Work task: What you give back must match the data below character for character.

#####

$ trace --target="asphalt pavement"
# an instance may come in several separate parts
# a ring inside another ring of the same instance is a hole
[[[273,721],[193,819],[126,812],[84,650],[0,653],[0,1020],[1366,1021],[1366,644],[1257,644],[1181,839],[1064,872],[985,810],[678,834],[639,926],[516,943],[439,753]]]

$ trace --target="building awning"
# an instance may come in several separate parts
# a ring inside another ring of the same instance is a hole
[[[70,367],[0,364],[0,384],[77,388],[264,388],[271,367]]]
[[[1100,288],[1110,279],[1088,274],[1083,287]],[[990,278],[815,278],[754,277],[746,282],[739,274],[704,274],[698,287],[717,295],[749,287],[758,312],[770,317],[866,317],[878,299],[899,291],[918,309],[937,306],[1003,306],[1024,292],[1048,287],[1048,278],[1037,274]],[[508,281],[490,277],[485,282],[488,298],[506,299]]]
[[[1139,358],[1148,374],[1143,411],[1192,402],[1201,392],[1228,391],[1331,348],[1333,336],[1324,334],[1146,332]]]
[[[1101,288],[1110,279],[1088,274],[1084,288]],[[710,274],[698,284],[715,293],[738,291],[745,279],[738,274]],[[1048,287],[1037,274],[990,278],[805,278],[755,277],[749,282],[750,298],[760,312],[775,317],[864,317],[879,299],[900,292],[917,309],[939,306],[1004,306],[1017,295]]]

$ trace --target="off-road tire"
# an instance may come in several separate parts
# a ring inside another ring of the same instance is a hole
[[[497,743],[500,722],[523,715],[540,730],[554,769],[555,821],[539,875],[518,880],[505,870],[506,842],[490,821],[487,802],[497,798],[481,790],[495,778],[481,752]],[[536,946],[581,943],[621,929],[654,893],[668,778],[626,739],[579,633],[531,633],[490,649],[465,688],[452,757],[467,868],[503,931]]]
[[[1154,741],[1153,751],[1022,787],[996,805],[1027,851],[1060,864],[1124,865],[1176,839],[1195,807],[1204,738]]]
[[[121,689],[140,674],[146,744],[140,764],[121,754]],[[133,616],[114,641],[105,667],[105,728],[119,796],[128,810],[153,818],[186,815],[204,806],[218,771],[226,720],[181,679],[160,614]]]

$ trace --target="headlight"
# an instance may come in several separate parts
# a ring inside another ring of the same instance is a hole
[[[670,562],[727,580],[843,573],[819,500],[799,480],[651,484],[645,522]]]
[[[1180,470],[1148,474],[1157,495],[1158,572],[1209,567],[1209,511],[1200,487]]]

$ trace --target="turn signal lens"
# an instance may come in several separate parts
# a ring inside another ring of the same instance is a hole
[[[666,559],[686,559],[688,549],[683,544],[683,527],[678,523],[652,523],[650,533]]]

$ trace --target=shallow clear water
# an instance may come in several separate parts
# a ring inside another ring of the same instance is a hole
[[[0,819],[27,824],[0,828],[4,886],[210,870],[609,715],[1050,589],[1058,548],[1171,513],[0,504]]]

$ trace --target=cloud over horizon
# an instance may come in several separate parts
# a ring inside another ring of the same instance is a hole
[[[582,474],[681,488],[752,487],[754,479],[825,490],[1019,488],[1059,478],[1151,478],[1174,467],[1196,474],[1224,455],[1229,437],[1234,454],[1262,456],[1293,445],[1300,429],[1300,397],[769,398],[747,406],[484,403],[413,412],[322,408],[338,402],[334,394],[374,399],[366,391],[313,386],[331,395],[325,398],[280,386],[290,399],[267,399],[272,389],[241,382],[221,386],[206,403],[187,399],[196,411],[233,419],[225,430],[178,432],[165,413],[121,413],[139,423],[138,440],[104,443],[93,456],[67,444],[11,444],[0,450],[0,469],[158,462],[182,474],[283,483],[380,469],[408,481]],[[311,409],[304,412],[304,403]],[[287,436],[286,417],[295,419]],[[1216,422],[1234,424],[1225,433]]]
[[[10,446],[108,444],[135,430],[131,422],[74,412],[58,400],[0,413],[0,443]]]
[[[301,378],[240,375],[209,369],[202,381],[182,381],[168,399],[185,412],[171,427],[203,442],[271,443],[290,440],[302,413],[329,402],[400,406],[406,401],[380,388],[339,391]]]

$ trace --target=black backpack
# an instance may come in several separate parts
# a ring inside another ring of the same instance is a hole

#####

Answer box:
$ trace --target="asphalt pavement"
# an instance may come in several separate parts
# a ring inside another ring of the same instance is a hole
[[[273,721],[193,819],[126,812],[84,650],[0,653],[0,1020],[1366,1021],[1366,644],[1257,644],[1181,839],[1064,872],[985,810],[678,834],[639,926],[516,943],[439,753]]]

$ trace --target="building awning"
# an instance may come in several separate parts
# a ring inside another ring of the same instance is a hole
[[[70,367],[0,364],[0,384],[77,388],[264,388],[271,367]]]
[[[1100,288],[1110,279],[1088,274],[1083,287]],[[990,278],[815,278],[754,277],[746,282],[739,274],[704,274],[698,287],[717,295],[749,287],[758,312],[770,317],[866,317],[878,299],[899,291],[918,309],[937,306],[1003,306],[1024,292],[1048,287],[1048,278],[1037,274]],[[508,281],[490,277],[485,282],[488,298],[506,299]]]
[[[1139,358],[1148,374],[1143,411],[1192,402],[1201,392],[1228,391],[1331,348],[1333,336],[1324,334],[1146,332]]]
[[[1101,288],[1110,279],[1088,274],[1084,288]],[[710,274],[698,284],[715,293],[738,291],[745,279],[738,274]],[[1048,287],[1037,274],[990,278],[805,278],[755,277],[749,282],[750,298],[760,312],[775,317],[864,317],[879,299],[900,292],[917,309],[939,306],[1004,306],[1017,295]]]

$ trace --target="off-road tire"
# an instance may come in several separate parts
# a ring inside another ring of the same instance is a hole
[[[497,743],[500,722],[523,715],[540,730],[554,769],[555,821],[539,875],[518,880],[505,870],[506,842],[490,821],[487,802],[497,798],[481,790],[495,778],[481,752]],[[536,946],[581,943],[621,929],[654,893],[668,778],[626,739],[579,633],[531,633],[490,649],[465,688],[452,757],[467,868],[503,931]]]
[[[1154,741],[1153,751],[1022,787],[996,805],[1027,851],[1060,864],[1124,865],[1176,839],[1195,807],[1204,738]]]
[[[121,689],[140,674],[146,744],[140,764],[121,754]],[[133,616],[114,641],[105,667],[105,728],[119,796],[128,810],[153,818],[186,815],[204,806],[218,771],[226,720],[181,679],[160,614]]]

$ trace --target="headlight"
# an instance may come in several separate parts
# a ring inside another ring of the same instance is a hole
[[[670,562],[727,580],[843,573],[819,500],[799,480],[651,484],[645,522]]]
[[[1180,470],[1148,474],[1157,495],[1158,572],[1209,567],[1209,511],[1200,487]]]

$ trace --target="turn signal lens"
# an instance may come in several separate parts
# a ring inside another ring of the same instance is a hole
[[[666,559],[686,559],[688,549],[683,544],[683,527],[678,523],[652,523],[650,533]]]

$ trace --target=shallow clear water
# an instance may come in several separate parts
# a ring inside another ring of the same instance is a hole
[[[0,819],[27,824],[0,828],[4,886],[210,870],[609,715],[1050,589],[1058,548],[1171,513],[0,504]]]

$ trace --target=cloud over horizon
# an instance may come in several separate parts
# a ring inside another ring of the same instance is a hole
[[[582,474],[681,488],[752,487],[754,479],[825,490],[1019,488],[1059,478],[1151,478],[1174,467],[1196,474],[1224,455],[1229,437],[1234,454],[1262,456],[1293,445],[1300,429],[1300,397],[769,398],[747,406],[484,403],[413,412],[322,408],[338,402],[334,394],[374,399],[366,391],[313,386],[331,395],[325,398],[280,386],[290,399],[267,399],[272,389],[241,382],[221,386],[206,403],[187,399],[196,411],[233,419],[225,430],[178,432],[165,413],[121,413],[139,423],[138,440],[104,443],[93,456],[67,444],[11,444],[0,450],[0,469],[158,462],[182,474],[283,483],[380,469],[408,481]],[[311,409],[304,412],[304,403]],[[287,436],[286,417],[295,419]],[[1216,422],[1234,424],[1225,433]]]
[[[10,446],[108,444],[135,430],[131,422],[74,412],[58,400],[0,413],[0,443]]]
[[[301,378],[240,375],[209,369],[202,381],[182,381],[168,399],[185,412],[171,427],[203,442],[271,443],[290,440],[302,413],[329,402],[400,406],[406,401],[380,388],[339,391]]]

$ trace --target=black backpack
# an instance may come in several separate parts
# a ring inside another ring of the same instance is a hole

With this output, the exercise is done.